ISOCPP sg16 List: Re: Agenda for the 2022-07-13 SG16 telecon; no official meeting

From: Corentin Jabot <corentinjabot_at_[hidden]>
Date: Sun, 10 Jul 2022 13:25:56 +0200

On Sun, Jul 10, 2022 at 8:37 AM Jens Maurer <Jens.Maurer_at_[hidden]> wrote:

> On 10/07/2022 00.03, Corentin Jabot wrote:
> >
> >
> > On Sat, Jul 9, 2022 at 9:03 PM Jens Maurer <Jens.Maurer_at_[hidden] <mailto:
> Jens.Maurer_at_[hidden]>> wrote:
>
> > Are there places other than identifiers where we can have UCNs
> > outside of char/string literals? If not, maybe we should massage
> > the grammar definition of _identifier_ instead of persisting
> > the handwaving in lex.phases p4.
> >
> >
> > The idea of doing it there, as we form preprocessor tokens, is that we
> don't want to
> > int i\N{SEMICOLON} to do something (I don't think implementers would
> like that).
>
> I don't understand. What does "do something" want to say?
> If we specify _identifier_ to accept any well-formed UCN
> and we then say that an _identifier_ containing a UCN
> for a basic character is ill-formed, that would seem
> to work.
>

I think I got what you are saying.
We could put universal-character-name in the grammar of identifiers:

identifier: <http://eel.is/c++draft/lex.name#nt:identifier>
    *identifier-start* <http://eel.is/c++draft/lex.name#nt:identifier-start>
   *identifier* <http://eel.is/c++draft/lex.name#nt:identifier>
*identifier-continue*
<http://eel.is/c++draft/lex.name#nt:identifier-continue>
identifier-start: <http://eel.is/c++draft/lex.name#nt:identifier-start>
   *nondigit* <http://eel.is/c++draft/lex.name#nt:nondigit>
   an element of the translation character set of class XID_Start
   *universal-character-name*
identifier-continue:
<http://eel.is/c++draft/lex.name#nt:identifier-continue>
  *digit* <http://eel.is/c++draft/lex.name#nt:digit>
  *nondigit* <http://eel.is/c++draft/lex.name#nt:nondigit>
  an element of the translation character set of class XID_Continue
  *universal-character-name*

Because identifiers are maximally munched, this would work, and we could
remove the wording from phase 4.
★ ★ ★ ★
--- Set task A ---
Pick out every line in the records below that contains the word "above", and copy each of those lines in full.
★ ★ ★ ★
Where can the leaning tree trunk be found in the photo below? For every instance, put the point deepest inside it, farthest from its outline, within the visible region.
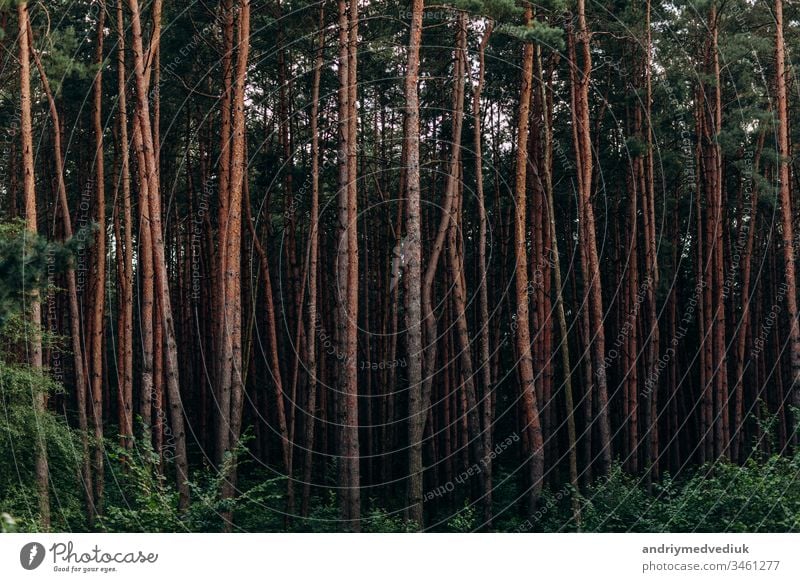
(74, 311)
(785, 196)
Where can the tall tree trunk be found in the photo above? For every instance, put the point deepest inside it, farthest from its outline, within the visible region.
(484, 362)
(173, 385)
(581, 80)
(313, 260)
(126, 300)
(535, 452)
(785, 197)
(98, 310)
(74, 311)
(413, 266)
(34, 347)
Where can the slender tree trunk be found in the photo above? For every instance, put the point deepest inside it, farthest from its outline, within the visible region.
(581, 80)
(535, 452)
(126, 301)
(484, 362)
(413, 252)
(75, 316)
(173, 385)
(34, 347)
(313, 260)
(98, 310)
(785, 197)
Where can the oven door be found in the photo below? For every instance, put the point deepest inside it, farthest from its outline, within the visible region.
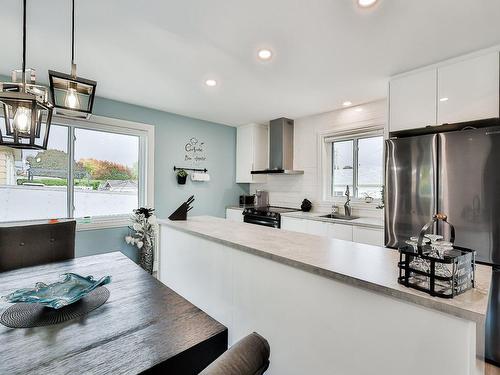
★ ★ ★ ★
--- Set task B ---
Extend the mailing-list reply about adding universal-character-name to the identifier grammar, picking up right after its final sentence.

--- Expected answer A ---
Where can the tall tree trunk be found in the photo above? For every instance, put the point deepest inside it, farthest from its outline, within the visible region.
Where can the slender tree trunk be found in the photo above? For every instance, put the point deepest inside it, farthest from its outline, within the visible region.

--- Expected answer B ---
(We would need some additional wording in [lex.name] of course).
Was that your idea? In which case, I like the direction

>
> > andi\N{SEMICOLON} doesn't match the grammar of an identifier, so I
> think an eager replacement makes sense.
> > We should avoid having to carry these things around through phase 3.
> >
> >
> >
> >
> > > https://isocpp.org/files/papers/P2621R0.pdf <
> https://isocpp.org/files/papers/P2621R0.pdf> <
> https://isocpp.org/files/papers/P2621R0.pdf <
> https://isocpp.org/files/papers/P2621R0.pdf>>
> >
> > Should this go to SG12, because it discusses undefined behavior?
> >
> >
> > I'm hoping that removing UB from a context in which no UB can
> meaningfully exist doesn't require
> > to visit all the groups
>
> Nobody was suggesting "all the groups"; the suggestion was to visit the
> specific group that deals with UB. I expect a rubber stamp, given the
> nature of UB and the implementation consensus.
>
> > > * Some unicode algorithms are unbounded, and may require
> allocation. A small_vector would help specification,
> >
> > Why would it help with the specification?
> >
> >
> > I guess we could say "does not allocate if some variable is smaller
> than X" but implementers will have to have a small vector as an
> implementation detail so if
> > people have the idea that such a thing should be standardized anyway,
> it's something that could be useful.
>
> If something needs allocation for extreme cases, we already have to
> deal with the consequences (e.g. throwing std::bad_alloc) in the
> specification. It feels entirely an implementation-internal
> optimization to avoid the allocation for some cases.
> "Recommended practice" is the tool to guide implementations the
> right way here. I'm still not seeing a need for small_vector
> for the specification.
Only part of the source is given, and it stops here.